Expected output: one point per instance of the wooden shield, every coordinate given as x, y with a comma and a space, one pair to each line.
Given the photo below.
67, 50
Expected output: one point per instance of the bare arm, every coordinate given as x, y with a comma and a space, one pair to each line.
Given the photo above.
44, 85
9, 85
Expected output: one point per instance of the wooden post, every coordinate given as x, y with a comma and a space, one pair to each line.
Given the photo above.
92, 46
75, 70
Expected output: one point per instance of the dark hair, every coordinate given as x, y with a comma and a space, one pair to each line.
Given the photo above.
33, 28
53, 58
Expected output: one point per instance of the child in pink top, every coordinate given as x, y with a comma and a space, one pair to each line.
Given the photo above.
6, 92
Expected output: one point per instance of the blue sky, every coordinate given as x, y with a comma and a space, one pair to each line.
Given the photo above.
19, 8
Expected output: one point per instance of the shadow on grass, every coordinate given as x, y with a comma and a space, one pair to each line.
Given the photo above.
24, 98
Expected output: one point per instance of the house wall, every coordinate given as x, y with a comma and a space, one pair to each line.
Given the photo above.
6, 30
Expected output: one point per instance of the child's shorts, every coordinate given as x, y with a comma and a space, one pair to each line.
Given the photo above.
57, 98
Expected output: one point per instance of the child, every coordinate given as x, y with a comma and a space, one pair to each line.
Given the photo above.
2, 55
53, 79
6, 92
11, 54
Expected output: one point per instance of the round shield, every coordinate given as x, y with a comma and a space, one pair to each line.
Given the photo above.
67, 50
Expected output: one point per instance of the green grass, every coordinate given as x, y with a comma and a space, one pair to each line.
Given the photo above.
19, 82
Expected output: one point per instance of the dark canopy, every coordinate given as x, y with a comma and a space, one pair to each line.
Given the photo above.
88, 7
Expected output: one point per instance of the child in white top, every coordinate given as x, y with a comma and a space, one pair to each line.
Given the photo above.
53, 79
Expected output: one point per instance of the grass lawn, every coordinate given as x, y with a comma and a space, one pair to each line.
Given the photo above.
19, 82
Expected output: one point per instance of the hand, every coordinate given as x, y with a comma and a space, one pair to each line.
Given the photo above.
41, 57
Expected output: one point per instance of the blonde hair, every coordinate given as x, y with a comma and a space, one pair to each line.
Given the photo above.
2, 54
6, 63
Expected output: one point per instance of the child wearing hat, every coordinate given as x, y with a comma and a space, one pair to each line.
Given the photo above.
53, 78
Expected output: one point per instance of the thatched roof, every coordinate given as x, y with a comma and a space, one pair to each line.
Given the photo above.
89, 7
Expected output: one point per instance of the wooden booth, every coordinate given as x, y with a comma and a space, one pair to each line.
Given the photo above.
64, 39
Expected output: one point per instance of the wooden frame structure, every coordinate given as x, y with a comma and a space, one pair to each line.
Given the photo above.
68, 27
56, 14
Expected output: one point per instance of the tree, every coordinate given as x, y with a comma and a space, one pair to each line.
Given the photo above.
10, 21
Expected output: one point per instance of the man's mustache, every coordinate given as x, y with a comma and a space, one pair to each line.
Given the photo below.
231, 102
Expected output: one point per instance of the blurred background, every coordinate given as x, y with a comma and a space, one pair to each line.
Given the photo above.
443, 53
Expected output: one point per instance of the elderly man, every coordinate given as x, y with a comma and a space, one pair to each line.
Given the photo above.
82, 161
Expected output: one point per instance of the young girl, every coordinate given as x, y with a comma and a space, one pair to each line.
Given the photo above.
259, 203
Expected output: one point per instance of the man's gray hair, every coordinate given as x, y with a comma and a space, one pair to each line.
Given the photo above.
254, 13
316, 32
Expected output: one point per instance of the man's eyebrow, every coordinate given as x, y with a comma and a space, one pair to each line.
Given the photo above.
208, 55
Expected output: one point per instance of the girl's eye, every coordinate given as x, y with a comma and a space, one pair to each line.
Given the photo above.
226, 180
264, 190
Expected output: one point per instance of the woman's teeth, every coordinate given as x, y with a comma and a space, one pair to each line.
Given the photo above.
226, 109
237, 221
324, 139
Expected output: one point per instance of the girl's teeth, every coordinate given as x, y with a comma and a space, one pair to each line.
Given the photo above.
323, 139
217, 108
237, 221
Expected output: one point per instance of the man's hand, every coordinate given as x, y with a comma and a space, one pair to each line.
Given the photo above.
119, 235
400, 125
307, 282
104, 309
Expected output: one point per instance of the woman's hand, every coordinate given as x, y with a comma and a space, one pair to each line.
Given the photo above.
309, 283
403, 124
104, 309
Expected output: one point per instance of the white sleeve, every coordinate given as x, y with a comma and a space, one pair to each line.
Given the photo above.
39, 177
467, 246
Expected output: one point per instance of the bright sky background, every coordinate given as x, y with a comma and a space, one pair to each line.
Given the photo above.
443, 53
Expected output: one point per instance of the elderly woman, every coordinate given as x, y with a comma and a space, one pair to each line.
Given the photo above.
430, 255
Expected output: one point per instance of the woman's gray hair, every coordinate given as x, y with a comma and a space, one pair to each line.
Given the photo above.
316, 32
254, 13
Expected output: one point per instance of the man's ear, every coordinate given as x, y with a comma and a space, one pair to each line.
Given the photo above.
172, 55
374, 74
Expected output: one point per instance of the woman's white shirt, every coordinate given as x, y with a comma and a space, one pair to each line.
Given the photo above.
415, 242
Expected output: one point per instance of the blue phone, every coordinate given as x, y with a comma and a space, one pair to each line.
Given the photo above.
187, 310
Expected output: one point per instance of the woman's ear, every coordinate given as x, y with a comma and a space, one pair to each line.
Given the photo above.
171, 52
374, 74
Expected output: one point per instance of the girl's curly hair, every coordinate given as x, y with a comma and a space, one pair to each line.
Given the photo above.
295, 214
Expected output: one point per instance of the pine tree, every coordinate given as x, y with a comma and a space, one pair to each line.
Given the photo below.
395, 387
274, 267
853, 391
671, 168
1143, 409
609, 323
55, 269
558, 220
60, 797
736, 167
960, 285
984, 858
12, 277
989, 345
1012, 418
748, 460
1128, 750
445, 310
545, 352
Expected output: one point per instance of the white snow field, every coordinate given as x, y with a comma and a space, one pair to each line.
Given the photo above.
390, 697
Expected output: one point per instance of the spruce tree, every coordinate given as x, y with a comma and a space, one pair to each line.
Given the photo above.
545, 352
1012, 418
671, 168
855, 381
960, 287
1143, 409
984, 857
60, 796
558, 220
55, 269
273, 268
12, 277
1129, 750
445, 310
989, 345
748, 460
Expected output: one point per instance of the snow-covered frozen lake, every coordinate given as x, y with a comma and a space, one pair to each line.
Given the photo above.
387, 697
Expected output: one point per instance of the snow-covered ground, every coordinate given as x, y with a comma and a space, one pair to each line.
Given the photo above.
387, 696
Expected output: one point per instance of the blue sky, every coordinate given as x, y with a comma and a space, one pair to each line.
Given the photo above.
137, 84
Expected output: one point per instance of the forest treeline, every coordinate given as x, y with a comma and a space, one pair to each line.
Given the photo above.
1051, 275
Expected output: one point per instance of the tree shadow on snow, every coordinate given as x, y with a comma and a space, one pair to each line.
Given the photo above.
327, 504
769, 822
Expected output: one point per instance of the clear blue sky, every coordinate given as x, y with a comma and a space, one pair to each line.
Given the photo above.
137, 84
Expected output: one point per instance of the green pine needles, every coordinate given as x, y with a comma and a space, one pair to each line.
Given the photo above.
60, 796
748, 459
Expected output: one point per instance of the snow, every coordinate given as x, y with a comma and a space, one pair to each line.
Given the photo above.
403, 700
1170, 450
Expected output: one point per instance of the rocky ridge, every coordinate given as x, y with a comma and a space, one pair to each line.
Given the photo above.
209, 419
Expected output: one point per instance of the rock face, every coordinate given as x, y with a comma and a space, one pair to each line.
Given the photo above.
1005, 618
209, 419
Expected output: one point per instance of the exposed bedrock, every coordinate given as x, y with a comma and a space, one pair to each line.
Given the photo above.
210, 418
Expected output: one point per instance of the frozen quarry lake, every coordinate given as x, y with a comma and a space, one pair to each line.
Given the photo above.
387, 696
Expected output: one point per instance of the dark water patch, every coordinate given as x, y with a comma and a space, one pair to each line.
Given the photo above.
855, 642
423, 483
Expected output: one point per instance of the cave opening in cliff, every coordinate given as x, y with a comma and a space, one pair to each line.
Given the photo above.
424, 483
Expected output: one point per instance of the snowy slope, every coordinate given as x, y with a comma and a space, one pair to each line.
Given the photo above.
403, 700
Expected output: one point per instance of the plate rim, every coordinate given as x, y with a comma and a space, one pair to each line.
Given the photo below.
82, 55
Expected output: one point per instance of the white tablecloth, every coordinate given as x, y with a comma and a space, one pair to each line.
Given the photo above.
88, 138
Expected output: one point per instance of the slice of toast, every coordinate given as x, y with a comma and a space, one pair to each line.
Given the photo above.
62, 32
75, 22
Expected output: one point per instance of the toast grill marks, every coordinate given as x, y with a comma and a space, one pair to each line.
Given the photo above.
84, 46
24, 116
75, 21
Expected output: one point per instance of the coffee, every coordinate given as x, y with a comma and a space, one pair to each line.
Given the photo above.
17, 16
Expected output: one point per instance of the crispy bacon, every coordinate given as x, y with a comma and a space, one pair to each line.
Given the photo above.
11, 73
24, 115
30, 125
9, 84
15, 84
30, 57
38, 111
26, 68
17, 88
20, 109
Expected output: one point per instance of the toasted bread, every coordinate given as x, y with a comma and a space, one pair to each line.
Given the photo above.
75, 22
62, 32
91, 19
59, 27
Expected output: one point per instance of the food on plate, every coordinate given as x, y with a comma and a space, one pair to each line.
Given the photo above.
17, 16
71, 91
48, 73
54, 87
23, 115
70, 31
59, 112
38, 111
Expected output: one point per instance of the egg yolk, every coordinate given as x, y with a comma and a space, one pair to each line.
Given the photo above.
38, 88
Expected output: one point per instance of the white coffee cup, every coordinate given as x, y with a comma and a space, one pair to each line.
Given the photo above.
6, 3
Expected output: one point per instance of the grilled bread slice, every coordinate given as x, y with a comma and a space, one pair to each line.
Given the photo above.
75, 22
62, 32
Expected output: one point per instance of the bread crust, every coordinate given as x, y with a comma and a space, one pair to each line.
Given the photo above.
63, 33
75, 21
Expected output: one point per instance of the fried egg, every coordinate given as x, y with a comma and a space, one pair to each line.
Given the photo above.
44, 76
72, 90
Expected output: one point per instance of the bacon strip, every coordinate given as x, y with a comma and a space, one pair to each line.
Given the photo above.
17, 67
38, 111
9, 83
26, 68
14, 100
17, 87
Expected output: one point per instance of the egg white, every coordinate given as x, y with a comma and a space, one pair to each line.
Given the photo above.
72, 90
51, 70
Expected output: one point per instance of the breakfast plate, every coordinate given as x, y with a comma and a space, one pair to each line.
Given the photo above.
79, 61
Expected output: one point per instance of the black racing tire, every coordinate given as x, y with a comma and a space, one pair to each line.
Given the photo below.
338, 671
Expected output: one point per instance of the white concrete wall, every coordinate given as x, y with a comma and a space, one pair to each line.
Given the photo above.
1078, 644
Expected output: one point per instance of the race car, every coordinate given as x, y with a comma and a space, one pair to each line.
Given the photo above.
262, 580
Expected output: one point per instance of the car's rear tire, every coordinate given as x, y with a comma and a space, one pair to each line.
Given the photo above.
-----
Report the number of lines in the listing above that hold the word "gray", and give no other text.

2